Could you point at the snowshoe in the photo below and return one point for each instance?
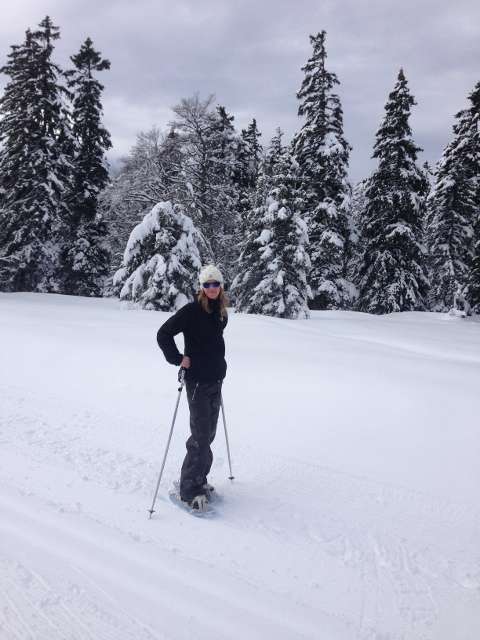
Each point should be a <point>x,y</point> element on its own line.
<point>199,506</point>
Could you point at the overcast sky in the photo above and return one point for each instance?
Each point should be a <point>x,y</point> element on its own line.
<point>249,53</point>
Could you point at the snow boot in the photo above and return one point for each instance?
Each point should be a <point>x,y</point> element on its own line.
<point>199,503</point>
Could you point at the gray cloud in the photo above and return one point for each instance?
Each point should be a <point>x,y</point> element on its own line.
<point>250,55</point>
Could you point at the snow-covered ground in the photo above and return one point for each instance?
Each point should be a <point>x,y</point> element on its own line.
<point>354,513</point>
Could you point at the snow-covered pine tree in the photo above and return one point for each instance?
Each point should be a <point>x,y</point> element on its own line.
<point>393,274</point>
<point>224,218</point>
<point>85,258</point>
<point>453,208</point>
<point>249,159</point>
<point>209,150</point>
<point>247,274</point>
<point>151,173</point>
<point>322,153</point>
<point>356,215</point>
<point>282,258</point>
<point>161,260</point>
<point>35,164</point>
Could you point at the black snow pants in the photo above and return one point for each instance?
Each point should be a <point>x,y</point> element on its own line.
<point>204,403</point>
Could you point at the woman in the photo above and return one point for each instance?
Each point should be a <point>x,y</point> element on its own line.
<point>202,323</point>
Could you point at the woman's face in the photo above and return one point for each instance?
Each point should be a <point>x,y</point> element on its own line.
<point>212,292</point>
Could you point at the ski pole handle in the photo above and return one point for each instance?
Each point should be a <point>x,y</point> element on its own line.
<point>181,376</point>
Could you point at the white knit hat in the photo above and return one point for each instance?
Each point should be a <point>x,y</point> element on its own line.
<point>210,272</point>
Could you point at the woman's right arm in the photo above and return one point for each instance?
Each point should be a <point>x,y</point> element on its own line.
<point>165,336</point>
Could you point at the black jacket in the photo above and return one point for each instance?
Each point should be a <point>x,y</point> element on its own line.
<point>204,344</point>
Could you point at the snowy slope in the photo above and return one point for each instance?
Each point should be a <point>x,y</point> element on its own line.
<point>354,513</point>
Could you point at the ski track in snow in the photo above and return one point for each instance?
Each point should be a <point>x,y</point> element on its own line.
<point>325,554</point>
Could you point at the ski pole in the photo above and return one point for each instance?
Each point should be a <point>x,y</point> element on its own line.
<point>181,379</point>
<point>231,476</point>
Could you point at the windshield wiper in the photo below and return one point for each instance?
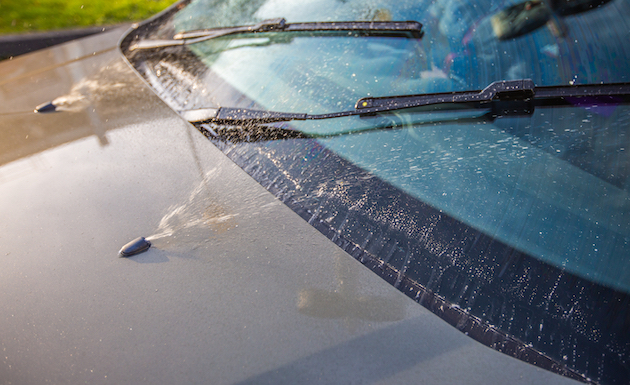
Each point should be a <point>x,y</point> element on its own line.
<point>362,28</point>
<point>503,98</point>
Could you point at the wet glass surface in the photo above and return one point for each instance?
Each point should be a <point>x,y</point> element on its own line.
<point>515,229</point>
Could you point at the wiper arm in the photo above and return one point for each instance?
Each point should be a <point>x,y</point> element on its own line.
<point>369,28</point>
<point>507,97</point>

AIM: Reproduce every row above verbatim, from the first to the last, and leave the pictures out.

FULL RESPONSE:
Could you point at the snowshoe in the photo below and return one point for each instance?
Each point should be a <point>x,y</point> element on its own line.
<point>199,506</point>
Could you point at the overcast sky in the photo above and return one point for each instance?
Each point should be a <point>x,y</point> element on its own line.
<point>249,53</point>
Could you point at the snow boot in the photo above and return one point for each instance?
Each point should be a <point>x,y</point> element on its own line.
<point>199,503</point>
Could you point at the gray cloud in the photo above and return one point for each instance?
Each point should be a <point>x,y</point> element on its own line.
<point>250,55</point>
Could you point at the snow-covered ground in the photo above and return one point for each instance?
Each point should be a <point>x,y</point> element on its own line.
<point>354,513</point>
Could you point at the snow-covered pine tree in the photo above and return one point for each instance?
Each point should be a <point>x,y</point> element on its own line.
<point>393,274</point>
<point>224,218</point>
<point>85,258</point>
<point>453,208</point>
<point>249,159</point>
<point>209,150</point>
<point>247,274</point>
<point>151,173</point>
<point>322,153</point>
<point>356,215</point>
<point>282,258</point>
<point>161,260</point>
<point>35,164</point>
Could you point at the black snow pants in the photo above and return one point for each instance?
Each point should be a <point>x,y</point> element on its own line.
<point>204,403</point>
Could you point at the woman in the photo above and return one point for each instance?
Each point should be a <point>x,y</point> element on its own line.
<point>202,323</point>
Could you point at the woman's face in the photo above and return one point for each instance?
Each point should be a <point>x,y</point> element on its own line.
<point>212,292</point>
Could you point at the ski pole handle in the photo above and return one point for each instance?
Each point should be a <point>x,y</point> element on its own line.
<point>181,376</point>
Could you point at the white knit hat in the photo above and return one point for each instance?
Each point should be a <point>x,y</point> element on its own line.
<point>210,272</point>
Could you point at the woman's right arm in the photo above and return one point for each instance?
Each point should be a <point>x,y</point> element on its own line.
<point>165,336</point>
Could you point at the black jacket in the photo above and return one point for each instance?
Each point should be a <point>x,y</point> element on its own line.
<point>204,344</point>
Could you point at the snowy slope in the photo above and return one point for each instance?
Each point should be a <point>x,y</point> element on its own line.
<point>354,513</point>
Could you point at the ski track in snow in the photo above and return one point for each instance?
Each point should be a <point>x,y</point> element on its own line.
<point>325,554</point>
Could you point at the ski pole in the photo above and return one point for each instance?
Each point should be a <point>x,y</point> element on its own line.
<point>181,379</point>
<point>231,476</point>
Could you point at the windshield wiper in the photo below and return one point for each instance?
Each point should be a <point>x,y</point> element on its own line.
<point>362,28</point>
<point>503,98</point>
Could you point at the wet glass surface in the photo above and return one point for each instance?
Each point should be a <point>x,y</point> element on its own line.
<point>515,229</point>
Could you point at the wiper arm in the photo above and return one point for each instance?
Each point should be a <point>x,y</point> element on its own line.
<point>369,28</point>
<point>507,97</point>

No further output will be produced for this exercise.